* [Requirement] Will you print verbatim the lines of the material below, starting at the line that contains "Where can the dirt" and ending at the final line of the material?

━━━━━━━━━━

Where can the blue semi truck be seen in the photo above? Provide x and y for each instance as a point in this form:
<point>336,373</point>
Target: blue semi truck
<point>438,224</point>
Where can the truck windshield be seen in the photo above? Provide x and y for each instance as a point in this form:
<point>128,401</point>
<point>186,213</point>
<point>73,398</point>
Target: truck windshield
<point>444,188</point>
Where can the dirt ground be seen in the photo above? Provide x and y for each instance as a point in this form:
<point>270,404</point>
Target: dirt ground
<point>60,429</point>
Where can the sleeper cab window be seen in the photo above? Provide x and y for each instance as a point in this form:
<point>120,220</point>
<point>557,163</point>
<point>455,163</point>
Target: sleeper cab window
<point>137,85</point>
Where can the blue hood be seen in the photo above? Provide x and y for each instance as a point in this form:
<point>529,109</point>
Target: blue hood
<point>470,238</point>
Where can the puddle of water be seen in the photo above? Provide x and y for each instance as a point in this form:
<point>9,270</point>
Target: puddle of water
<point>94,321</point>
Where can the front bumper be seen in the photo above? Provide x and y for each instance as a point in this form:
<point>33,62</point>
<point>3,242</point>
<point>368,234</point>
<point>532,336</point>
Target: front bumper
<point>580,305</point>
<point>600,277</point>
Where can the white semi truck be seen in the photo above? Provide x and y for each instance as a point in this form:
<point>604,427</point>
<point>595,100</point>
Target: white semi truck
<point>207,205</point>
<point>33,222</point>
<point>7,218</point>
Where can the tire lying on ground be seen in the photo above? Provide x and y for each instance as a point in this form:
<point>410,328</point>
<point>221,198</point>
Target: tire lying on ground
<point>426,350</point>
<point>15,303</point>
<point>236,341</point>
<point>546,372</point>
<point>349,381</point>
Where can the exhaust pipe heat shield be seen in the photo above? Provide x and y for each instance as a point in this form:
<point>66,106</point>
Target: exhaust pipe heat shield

━━━━━━━━━━

* [Exercise result]
Where can the dirt ground be seen in the photo above? Provide x and y for each instance as a point in this form:
<point>270,404</point>
Target: dirt ground
<point>60,429</point>
Where can the sleeper cab window be seen in the photo above? Provide x and y for each instance as a point in this form:
<point>120,220</point>
<point>557,163</point>
<point>455,163</point>
Target: sleeper cab window
<point>137,85</point>
Where can the blue hood be seen in the photo above? Provide x and y for each instance as a point in this form:
<point>529,109</point>
Target: blue hood
<point>470,238</point>
Where can the puddle of water be seen in the photo above? Provide x and y for each instance as a point in this form:
<point>9,270</point>
Target: puddle of water
<point>94,321</point>
Where can the front bumper be seen in the photo above? Provide x and y for each instance as a point in this form:
<point>33,62</point>
<point>3,242</point>
<point>368,234</point>
<point>532,336</point>
Target: front bumper
<point>580,305</point>
<point>600,277</point>
Where can the white semi truck be seen in the photo above? Provide x and y for each instance as a point in this form:
<point>604,427</point>
<point>595,100</point>
Target: white semi truck
<point>207,205</point>
<point>33,222</point>
<point>7,218</point>
Where can the tire lying on ground be seen in the photo above? Provide x and y for each instance as a point in this form:
<point>410,328</point>
<point>221,198</point>
Target: tire lying on ground
<point>426,350</point>
<point>15,303</point>
<point>236,341</point>
<point>546,372</point>
<point>349,381</point>
Where can the exhaust pipe heat shield be seen in the photo above? Provide x and y for each instance as a point in this form:
<point>66,106</point>
Target: exhaust pipe heat shield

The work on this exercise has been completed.